══ Provided passage ══
Mr. Robert L. Carter: No, sir.
I don't believe that I can say to the Court that that was the finding.
The Court --
Justice Hugo L. Black: Is that your argument?
Mr. Robert L. Carter: Insofar as the argument that we're presenting, we think that the State has function and operated to this extent that the State has, after the 1955 and in terms of its so-called massive resistance which we program, which we presented in our brief, did amend the tuition grant law, did or permit and allow this operation of the schools on the local basis.
And in fact, it does seem to us, in terms of this, that what has happened is that the State was making it possible in terms of its amendments to its laws for local counties to decide for themselves whether they wanted to abide by the Constitution of the United States.
The State itself, since the school closing law was declared unconstitutional in James v. Bowman, has enacted laws apparently to leave this matter to the local parties.
═══
Work to complete –
A) In the courtroom transcript, rewrite everything from "Mr. Robert L. Carter: No, sir." down to "the local basis.", swapping "tuition grant law" for "tuition grant statute".
B) According to the courtroom transcript, which law was declared unconstitutional in James v. Bowman?
C) Go on with the courtroom transcript, starting after its last sentence.
The records that come next are separate material and have nothing to do with the courtroom transcript.
══ Entries supplied ══
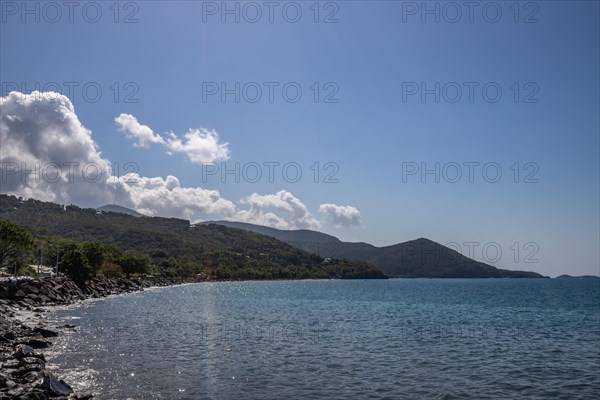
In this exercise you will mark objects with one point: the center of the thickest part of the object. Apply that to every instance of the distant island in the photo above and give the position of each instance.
(115, 241)
(420, 258)
(128, 242)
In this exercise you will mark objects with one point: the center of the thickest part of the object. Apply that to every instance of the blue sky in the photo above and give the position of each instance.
(366, 58)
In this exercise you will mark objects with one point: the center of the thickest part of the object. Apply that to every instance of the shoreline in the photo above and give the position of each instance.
(24, 330)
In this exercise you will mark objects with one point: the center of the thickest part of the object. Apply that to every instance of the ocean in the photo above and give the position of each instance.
(337, 339)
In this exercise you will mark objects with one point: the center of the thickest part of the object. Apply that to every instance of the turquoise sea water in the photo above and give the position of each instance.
(393, 339)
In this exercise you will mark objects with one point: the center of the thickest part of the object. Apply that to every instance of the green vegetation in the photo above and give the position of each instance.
(88, 242)
(15, 244)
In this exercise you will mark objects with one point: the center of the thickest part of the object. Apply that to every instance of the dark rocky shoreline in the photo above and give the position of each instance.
(23, 373)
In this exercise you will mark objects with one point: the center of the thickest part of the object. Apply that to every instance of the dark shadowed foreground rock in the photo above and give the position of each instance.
(23, 372)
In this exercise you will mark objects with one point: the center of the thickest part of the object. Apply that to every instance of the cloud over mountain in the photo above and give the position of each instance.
(340, 216)
(46, 153)
(199, 145)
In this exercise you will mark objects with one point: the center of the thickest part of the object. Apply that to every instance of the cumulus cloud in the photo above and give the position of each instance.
(295, 213)
(340, 216)
(49, 155)
(46, 153)
(199, 145)
(133, 129)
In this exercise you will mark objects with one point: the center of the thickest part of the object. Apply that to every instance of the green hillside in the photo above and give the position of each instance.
(173, 244)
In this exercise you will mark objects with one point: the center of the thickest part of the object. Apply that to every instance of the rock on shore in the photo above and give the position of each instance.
(23, 373)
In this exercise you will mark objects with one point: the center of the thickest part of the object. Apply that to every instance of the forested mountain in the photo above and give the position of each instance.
(420, 258)
(173, 244)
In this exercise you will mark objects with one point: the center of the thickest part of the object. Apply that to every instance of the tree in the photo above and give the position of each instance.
(134, 262)
(15, 243)
(111, 270)
(94, 252)
(74, 264)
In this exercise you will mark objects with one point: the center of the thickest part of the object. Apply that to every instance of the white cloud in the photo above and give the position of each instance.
(41, 133)
(340, 216)
(296, 214)
(133, 129)
(199, 145)
(49, 155)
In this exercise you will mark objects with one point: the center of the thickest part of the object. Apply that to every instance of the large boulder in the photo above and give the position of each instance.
(56, 387)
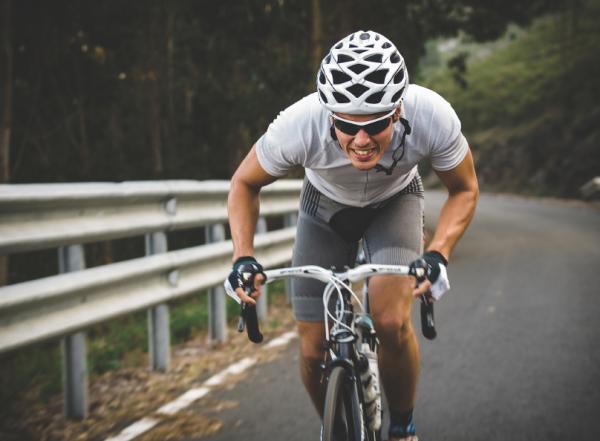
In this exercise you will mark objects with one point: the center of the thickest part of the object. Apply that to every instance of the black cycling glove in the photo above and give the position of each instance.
(434, 259)
(244, 270)
(435, 272)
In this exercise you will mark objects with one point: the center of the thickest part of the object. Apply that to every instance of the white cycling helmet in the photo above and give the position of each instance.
(362, 74)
═══
Answer list –
A)
Mr. Robert L. Carter: No, sir.
I don't believe that I can say to the Court that that was the finding.
The Court --
Justice Hugo L. Black: Is that your argument?
Mr. Robert L. Carter: Insofar as the argument that we're presenting, we think that the State has function and operated to this extent that the State has, after the 1955 and in terms of its so-called massive resistance which we program, which we presented in our brief, did amend the tuition grant statute, did or permit and allow this operation of the schools on the local basis.

B) The school closing law.

C)
Now we feel that what really is happening in this case is that the Prince Edward County, Prince Edward County has said “We'll close the schools rather than have schools operating and functioning.”
We say to the Court that this cannot be done, that this is the State is operating, the State is functioning and that the State is required to obey and abide by the Constitution, that the schools cannot be closed.
Justice Hugo L. Black: You're arguing now that the -- you're getting that in your first point as I gather, that the Constitution can bill every state in the union to run public schools?
Mr. Robert L. Carter: No, sir.
The Constitution may not -- if the Constitution doesn't compel every state to run public schools, it does compel them to not to abandon public schools in order to defeat the constitutional rights of persons which have been declared by this Court.
Now --
Justice Hugo L. Black: That was on the basis of denial of equal protection of the law.
Mr. Robert L. Carter: On the basis of the denial of equal protection, equal protection of the laws.
It is our view that insofar as the State is concerned, that the State of Virginia, that the people in Prince Edward County, from whatever source the closing of the schools came, that the people in Prince Edward County, the children in Prince Edward County are being denied equal protection of the laws because Virginia is deeply involved in running and operating the school system throughout the study.
Justice Hugo L. Black: I understand that, I understand that.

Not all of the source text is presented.